» **TASK**: Switch every "pixel coordinates" in the material below to "image coordinates" and give the text back with nothing else altered. Leave the pictures out.

» **DATA LISTING**:

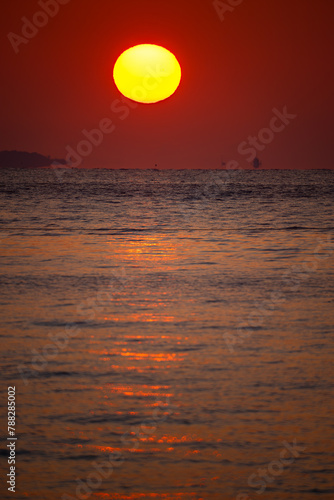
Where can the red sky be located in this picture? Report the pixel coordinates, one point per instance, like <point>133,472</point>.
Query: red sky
<point>264,54</point>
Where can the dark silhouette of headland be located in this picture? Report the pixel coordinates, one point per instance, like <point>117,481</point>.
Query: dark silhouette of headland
<point>22,159</point>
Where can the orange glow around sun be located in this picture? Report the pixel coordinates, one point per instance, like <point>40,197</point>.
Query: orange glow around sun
<point>147,73</point>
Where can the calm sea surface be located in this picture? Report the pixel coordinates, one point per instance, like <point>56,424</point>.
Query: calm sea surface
<point>169,333</point>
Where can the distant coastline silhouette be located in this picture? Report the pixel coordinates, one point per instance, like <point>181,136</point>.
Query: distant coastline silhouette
<point>23,159</point>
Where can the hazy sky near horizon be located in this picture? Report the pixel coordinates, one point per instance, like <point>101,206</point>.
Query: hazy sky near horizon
<point>237,67</point>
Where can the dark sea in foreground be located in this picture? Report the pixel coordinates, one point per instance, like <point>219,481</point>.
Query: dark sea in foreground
<point>169,333</point>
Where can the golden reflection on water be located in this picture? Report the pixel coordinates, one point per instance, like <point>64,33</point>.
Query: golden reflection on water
<point>159,339</point>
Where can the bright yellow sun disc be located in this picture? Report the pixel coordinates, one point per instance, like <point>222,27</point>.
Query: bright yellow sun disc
<point>147,73</point>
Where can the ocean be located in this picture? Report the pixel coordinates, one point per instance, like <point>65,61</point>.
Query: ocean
<point>167,334</point>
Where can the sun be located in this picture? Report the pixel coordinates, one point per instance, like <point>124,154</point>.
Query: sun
<point>147,73</point>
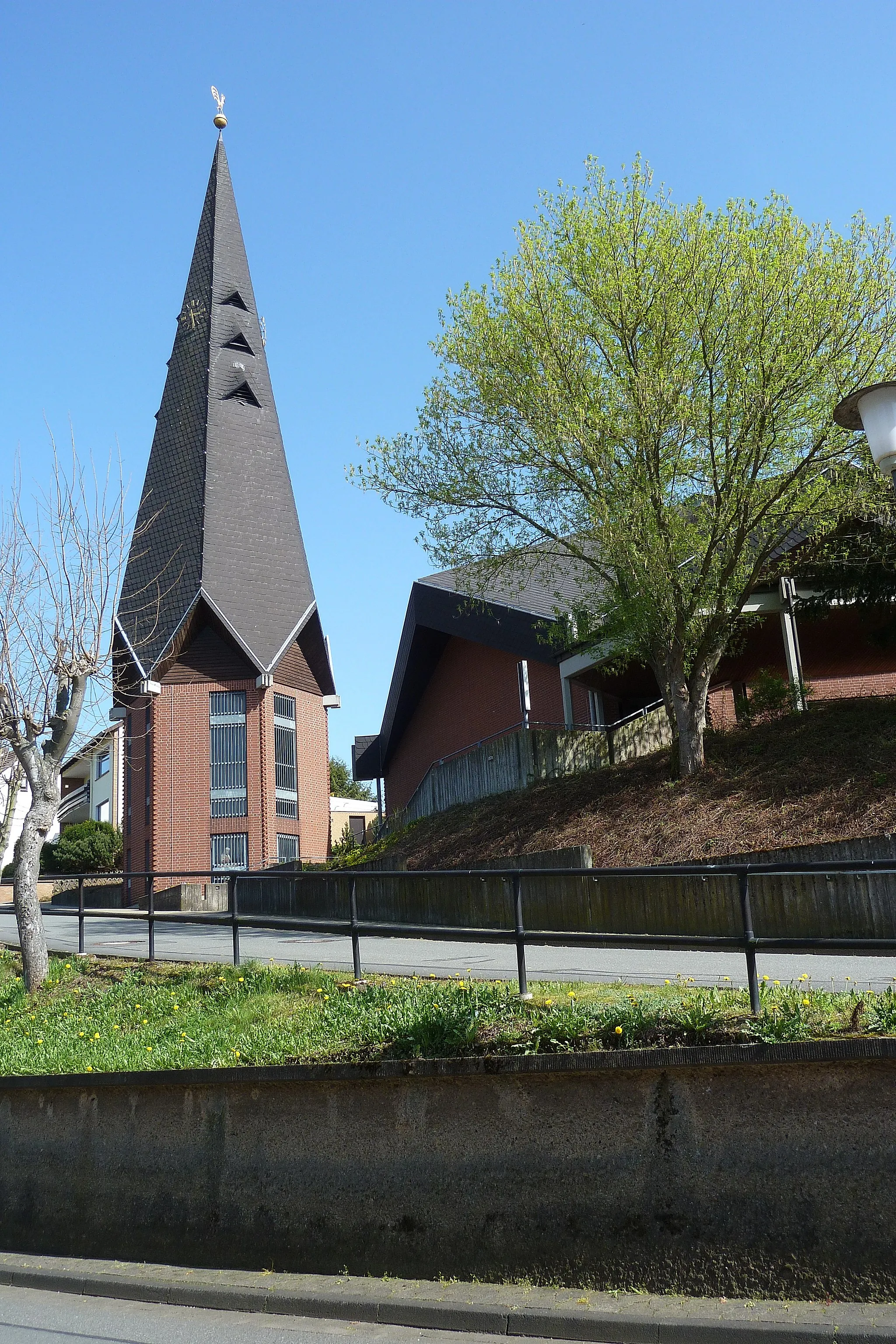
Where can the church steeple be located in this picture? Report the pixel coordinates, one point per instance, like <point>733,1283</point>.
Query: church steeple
<point>217,526</point>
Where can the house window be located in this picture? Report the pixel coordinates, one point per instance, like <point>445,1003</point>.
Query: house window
<point>130,745</point>
<point>595,710</point>
<point>230,851</point>
<point>285,769</point>
<point>287,848</point>
<point>148,772</point>
<point>228,722</point>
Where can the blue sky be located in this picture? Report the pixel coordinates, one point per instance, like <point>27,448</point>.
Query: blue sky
<point>382,154</point>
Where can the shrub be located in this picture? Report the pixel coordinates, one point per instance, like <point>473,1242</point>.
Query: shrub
<point>770,698</point>
<point>88,847</point>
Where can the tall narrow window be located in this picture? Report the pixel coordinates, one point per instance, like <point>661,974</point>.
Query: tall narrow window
<point>148,761</point>
<point>130,746</point>
<point>228,722</point>
<point>285,772</point>
<point>230,851</point>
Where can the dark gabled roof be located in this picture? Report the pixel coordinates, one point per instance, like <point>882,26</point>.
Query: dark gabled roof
<point>217,515</point>
<point>436,612</point>
<point>512,613</point>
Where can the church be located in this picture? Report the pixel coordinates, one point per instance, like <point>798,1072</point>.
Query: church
<point>222,671</point>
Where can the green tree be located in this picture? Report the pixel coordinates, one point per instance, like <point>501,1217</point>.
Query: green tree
<point>87,847</point>
<point>643,394</point>
<point>342,784</point>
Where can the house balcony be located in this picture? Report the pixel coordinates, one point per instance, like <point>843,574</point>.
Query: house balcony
<point>76,807</point>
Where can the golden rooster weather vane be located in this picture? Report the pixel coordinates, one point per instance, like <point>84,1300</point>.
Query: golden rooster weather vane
<point>221,120</point>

» **RESULT**:
Where can the red sky be located in this picture? Report the image coordinates, one point per instance, like <point>133,472</point>.
Query: red sky
<point>264,54</point>
Where can the dark silhouette of headland be located in this picture? Report the image coordinates, one point per instance, like <point>117,481</point>.
Query: dark silhouette of headland
<point>22,159</point>
Where can the orange glow around sun be located in this picture? Report the image coordinates, one point per instance, like <point>40,197</point>.
Query: orange glow around sun
<point>147,73</point>
Where can the calm sea surface be located in this picture? Report the image coordinates, one point per instance, like <point>56,424</point>.
Query: calm sea surface
<point>169,333</point>
Where can the distant coastline silhouette be located in this picture? Report the image coordinates, one point per instance, like <point>181,136</point>.
Query: distant coastline silhouette
<point>23,159</point>
Where can the hazy sky near horizon be located in this picture? Report the image coordinates, one point per instance, like <point>101,206</point>.
Query: hazy sky near horizon
<point>237,67</point>
Where can the dark sea in foreground be located in this picture? Report the image coordinates, one point per instance, like <point>219,481</point>.
Query: dark sea in foreground
<point>169,333</point>
Where can the golden reflection on water be located in this picture? Report the image coordinates, one point per instance, like <point>64,33</point>.
Query: golden reflection on water
<point>159,339</point>
Where can the bright yellow sun disc be located in this picture? Report the image coordinates, one point per instance, like <point>222,27</point>.
Query: bright yellow sun disc
<point>147,73</point>
Where can the ocean be located in this picture? Report the image coordinates, one point per instance, like <point>65,61</point>.
Query: ocean
<point>167,334</point>
Where can the sun be located in this picture? Report the image coordinates, one point per instance, like <point>124,154</point>.
Query: sun
<point>147,73</point>
Where can the church steeple be located in this picture? Report the image coordinates, one point per instance, like <point>733,1283</point>.
Query: church steeple
<point>217,526</point>
Where can the house window be located in this picture? Report the image coordinates, one point per instance, like <point>445,1003</point>.
Query: house window
<point>130,745</point>
<point>595,710</point>
<point>230,851</point>
<point>285,769</point>
<point>287,848</point>
<point>148,772</point>
<point>228,722</point>
Where can the blue sky be located in this picture? Report the image coordinates, one point per instance, like <point>27,448</point>.
Query: blue sky
<point>382,154</point>
Where can the shrub be located in this picture? Report the image coordinates, one point per instance, like <point>473,1242</point>.
Query: shrub
<point>770,698</point>
<point>88,847</point>
Where can the tall narrow window be located in this picture? Report the image coordinates, one point per instance, like <point>661,974</point>.
Query: tall narrow window
<point>148,761</point>
<point>130,746</point>
<point>228,722</point>
<point>285,772</point>
<point>230,851</point>
Where can the dark gabled roof be located in this picture? Report the image coordinates, one point per instance, like <point>882,26</point>.
Query: dark gabled roof
<point>217,515</point>
<point>436,612</point>
<point>512,613</point>
Where can the church be located in this picture? Report the image coordinates, one point per instance, like <point>798,1072</point>.
Query: church
<point>222,671</point>
Where can the green tree be located in this picture? Report the image coordinates, one point per instance, like <point>501,1217</point>.
Query: green tree
<point>87,847</point>
<point>643,394</point>
<point>342,784</point>
Where can the house balcony be located in this picture? Report the image coordinates, one point per instance, like <point>843,574</point>.
Query: house balcony
<point>76,807</point>
Where can the golden rooster weather vane be located in this picture? Report the image coordinates, one point per instance, like <point>84,1300</point>.
Query: golden rooster weather vane
<point>221,120</point>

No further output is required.